*Records shown:*
□ □ □ □ □

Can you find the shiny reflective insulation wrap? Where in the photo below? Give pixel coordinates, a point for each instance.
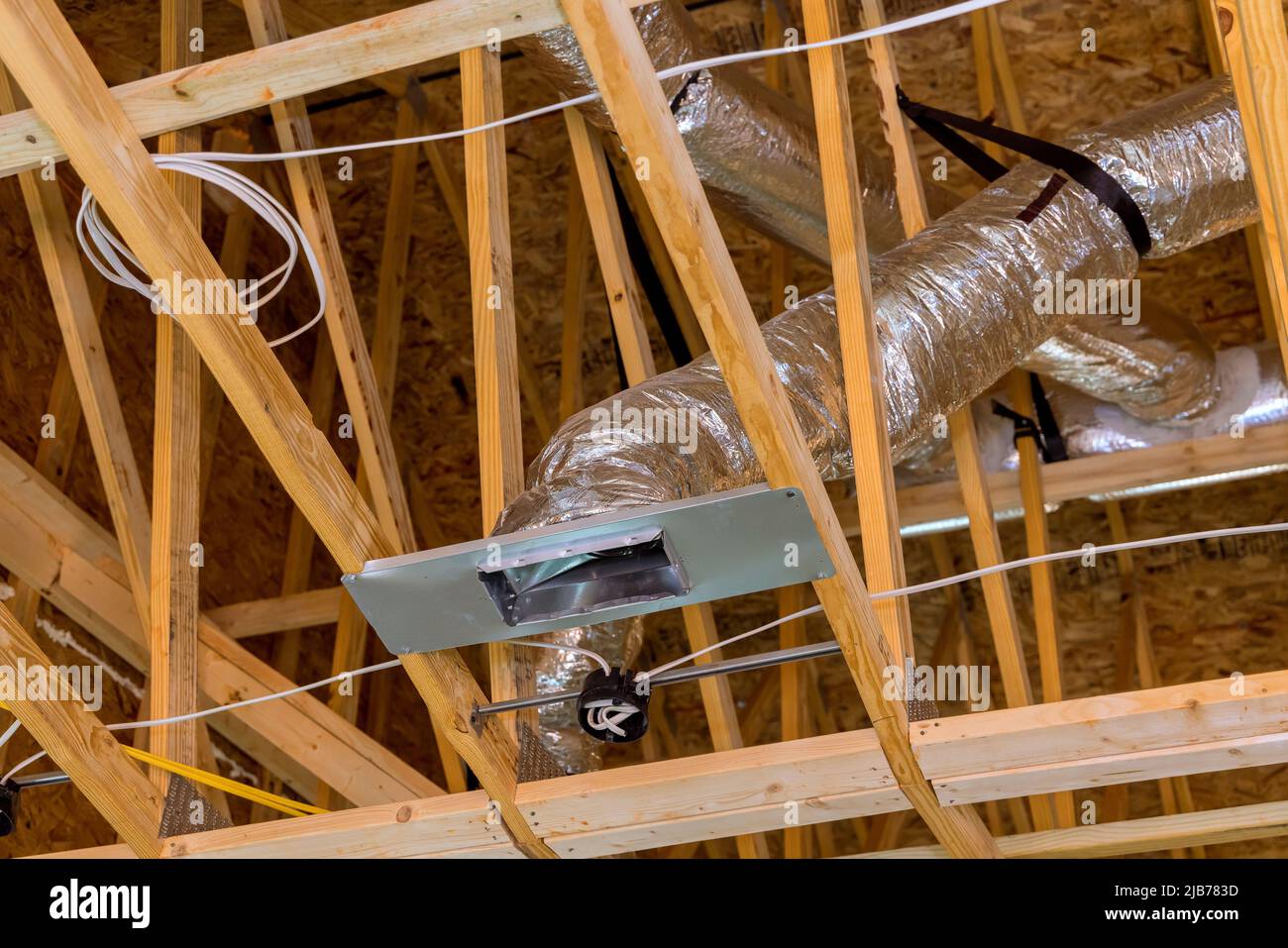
(1160, 369)
(1252, 391)
(756, 155)
(755, 150)
(954, 311)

□ □ □ □ □

*Task goal:*
Please repeat every record exactly, leaving the pictures out.

*Output below:*
Can you find the shiny reflective insulation wrap? Where in the photo below? Give pixel coordinates, a point for each instance.
(1160, 369)
(1252, 391)
(756, 155)
(755, 150)
(954, 311)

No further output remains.